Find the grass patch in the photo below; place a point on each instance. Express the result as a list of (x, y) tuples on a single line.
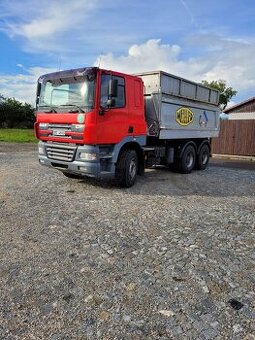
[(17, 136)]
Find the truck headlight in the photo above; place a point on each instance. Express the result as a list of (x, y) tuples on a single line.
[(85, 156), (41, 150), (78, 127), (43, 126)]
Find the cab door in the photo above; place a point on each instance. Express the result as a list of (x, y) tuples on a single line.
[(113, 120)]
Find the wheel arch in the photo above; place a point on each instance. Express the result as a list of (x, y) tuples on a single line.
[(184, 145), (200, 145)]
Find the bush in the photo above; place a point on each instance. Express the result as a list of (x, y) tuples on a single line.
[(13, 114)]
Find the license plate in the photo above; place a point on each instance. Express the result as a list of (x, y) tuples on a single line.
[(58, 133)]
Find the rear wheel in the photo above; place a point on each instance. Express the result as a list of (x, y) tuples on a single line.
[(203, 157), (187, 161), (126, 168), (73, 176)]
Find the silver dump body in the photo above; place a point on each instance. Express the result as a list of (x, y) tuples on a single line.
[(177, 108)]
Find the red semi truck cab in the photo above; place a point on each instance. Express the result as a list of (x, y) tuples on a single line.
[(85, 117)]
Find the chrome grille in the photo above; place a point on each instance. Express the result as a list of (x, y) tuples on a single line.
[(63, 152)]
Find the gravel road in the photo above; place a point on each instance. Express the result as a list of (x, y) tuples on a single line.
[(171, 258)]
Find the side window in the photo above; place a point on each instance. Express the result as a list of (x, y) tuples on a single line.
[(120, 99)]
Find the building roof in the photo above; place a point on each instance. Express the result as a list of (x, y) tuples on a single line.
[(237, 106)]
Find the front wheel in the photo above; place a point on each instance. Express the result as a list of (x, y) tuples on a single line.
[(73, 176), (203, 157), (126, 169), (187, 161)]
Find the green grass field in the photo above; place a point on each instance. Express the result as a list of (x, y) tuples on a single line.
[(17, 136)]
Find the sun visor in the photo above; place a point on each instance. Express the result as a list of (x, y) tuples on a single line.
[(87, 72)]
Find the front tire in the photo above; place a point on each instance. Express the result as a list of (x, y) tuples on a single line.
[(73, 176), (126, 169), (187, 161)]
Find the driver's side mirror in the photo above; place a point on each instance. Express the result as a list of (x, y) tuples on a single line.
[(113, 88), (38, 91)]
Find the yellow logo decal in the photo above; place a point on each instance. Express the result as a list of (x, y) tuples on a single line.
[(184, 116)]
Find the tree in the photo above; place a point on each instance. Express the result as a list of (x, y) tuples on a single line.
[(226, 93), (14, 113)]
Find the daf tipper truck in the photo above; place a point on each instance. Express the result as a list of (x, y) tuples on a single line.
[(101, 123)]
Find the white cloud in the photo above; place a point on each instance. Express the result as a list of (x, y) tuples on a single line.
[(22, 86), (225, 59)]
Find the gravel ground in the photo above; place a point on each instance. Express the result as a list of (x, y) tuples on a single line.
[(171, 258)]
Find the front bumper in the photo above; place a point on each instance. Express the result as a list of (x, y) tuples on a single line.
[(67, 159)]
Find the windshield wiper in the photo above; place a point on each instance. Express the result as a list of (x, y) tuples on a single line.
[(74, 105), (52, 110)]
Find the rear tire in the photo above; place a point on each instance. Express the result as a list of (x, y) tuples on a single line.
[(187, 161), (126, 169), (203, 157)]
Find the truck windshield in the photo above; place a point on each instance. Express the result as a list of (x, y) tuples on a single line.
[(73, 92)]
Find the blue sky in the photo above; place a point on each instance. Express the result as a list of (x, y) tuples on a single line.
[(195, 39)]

__________________________________________________

**Your objective:**
Rewrite the material above as a numbered list, skipping any blank lines, starting at the line that contains "Find the truck windshield" and ending at the last line of the material.

**Task result:**
1. Find the truck windshield in the photo above; place a point on each instance. Express the result as a list of (x, y) tuples on a single line.
2. [(73, 92)]
3. Find the blue sky in the photo above; place a point on each instance. Express the result as a list of (x, y) tuples on a single line.
4. [(195, 39)]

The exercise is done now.